#### Stated exercise
Reproduce the entries below, with their requests, from the start of the entries through the line that contains "[(33, 260)]", and stop after that line. Multiply each coordinate in the answers by 1.85 and round to the nearest whole number, with halves rounded up. Leave the numbers in the requests and in the format samples unchanged.

#### Records to use

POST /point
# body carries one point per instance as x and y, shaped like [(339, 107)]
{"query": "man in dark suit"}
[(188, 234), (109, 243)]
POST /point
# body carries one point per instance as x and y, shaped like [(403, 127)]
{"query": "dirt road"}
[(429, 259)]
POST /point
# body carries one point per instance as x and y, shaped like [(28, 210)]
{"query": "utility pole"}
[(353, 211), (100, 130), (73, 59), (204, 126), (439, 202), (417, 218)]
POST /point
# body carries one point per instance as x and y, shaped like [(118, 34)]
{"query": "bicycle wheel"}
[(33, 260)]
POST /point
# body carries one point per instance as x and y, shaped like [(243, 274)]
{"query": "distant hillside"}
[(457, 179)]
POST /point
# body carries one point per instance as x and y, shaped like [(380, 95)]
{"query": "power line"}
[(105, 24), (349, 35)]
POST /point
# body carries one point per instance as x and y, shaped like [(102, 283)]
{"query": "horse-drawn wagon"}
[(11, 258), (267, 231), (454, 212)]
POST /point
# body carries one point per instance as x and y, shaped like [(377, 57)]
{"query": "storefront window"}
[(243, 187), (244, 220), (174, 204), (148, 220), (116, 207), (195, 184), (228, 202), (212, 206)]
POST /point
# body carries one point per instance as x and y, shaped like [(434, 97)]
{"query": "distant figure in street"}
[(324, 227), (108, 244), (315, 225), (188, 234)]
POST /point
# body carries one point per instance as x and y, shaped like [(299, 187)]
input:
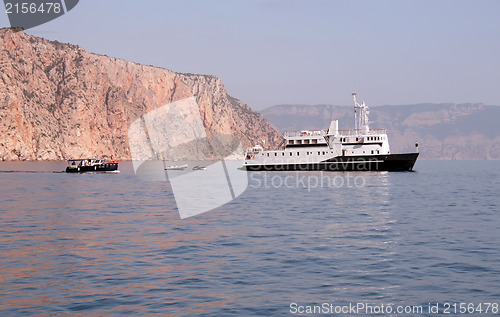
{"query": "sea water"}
[(106, 244)]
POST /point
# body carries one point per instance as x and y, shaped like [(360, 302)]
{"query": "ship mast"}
[(361, 122)]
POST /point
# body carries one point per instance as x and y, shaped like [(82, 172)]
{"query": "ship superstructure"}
[(361, 149)]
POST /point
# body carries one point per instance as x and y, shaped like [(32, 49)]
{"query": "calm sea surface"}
[(113, 244)]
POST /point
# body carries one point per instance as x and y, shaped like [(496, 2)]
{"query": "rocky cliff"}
[(57, 101), (444, 131)]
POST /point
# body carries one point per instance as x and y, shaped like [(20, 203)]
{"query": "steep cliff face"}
[(57, 101), (444, 131)]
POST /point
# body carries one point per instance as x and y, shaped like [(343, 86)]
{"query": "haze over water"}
[(112, 244)]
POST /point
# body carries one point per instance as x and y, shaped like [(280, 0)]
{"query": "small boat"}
[(199, 168), (91, 165), (176, 167)]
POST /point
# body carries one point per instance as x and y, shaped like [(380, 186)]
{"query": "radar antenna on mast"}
[(361, 122)]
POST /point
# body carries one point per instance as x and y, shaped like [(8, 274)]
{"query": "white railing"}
[(354, 132), (351, 132), (289, 134)]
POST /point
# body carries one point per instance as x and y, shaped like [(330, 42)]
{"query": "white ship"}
[(360, 149)]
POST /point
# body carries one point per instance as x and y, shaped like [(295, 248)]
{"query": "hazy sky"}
[(270, 52)]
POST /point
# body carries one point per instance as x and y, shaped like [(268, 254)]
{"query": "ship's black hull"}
[(389, 162), (107, 167)]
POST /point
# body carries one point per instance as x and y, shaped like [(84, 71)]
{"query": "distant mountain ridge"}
[(444, 131)]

#### Solution to this exercise
POST /point
# body carries one point per instance as x and y, shaped like [(339, 107)]
{"query": "man in dark suit"}
[(348, 433), (202, 450)]
POST /point
# body carries one point per instance as x and y, shaped like [(403, 127)]
{"query": "dirt road"}
[(794, 479)]
POST /point
# body carries one point per instance as x and y, shaped like [(28, 210)]
{"query": "utility pole"}
[(653, 390), (185, 241), (135, 109), (377, 233), (812, 374), (771, 403)]
POST /point
# body carries one point per instance as x and y, shaped like [(118, 34)]
{"query": "bicycle wheel"}
[(61, 481)]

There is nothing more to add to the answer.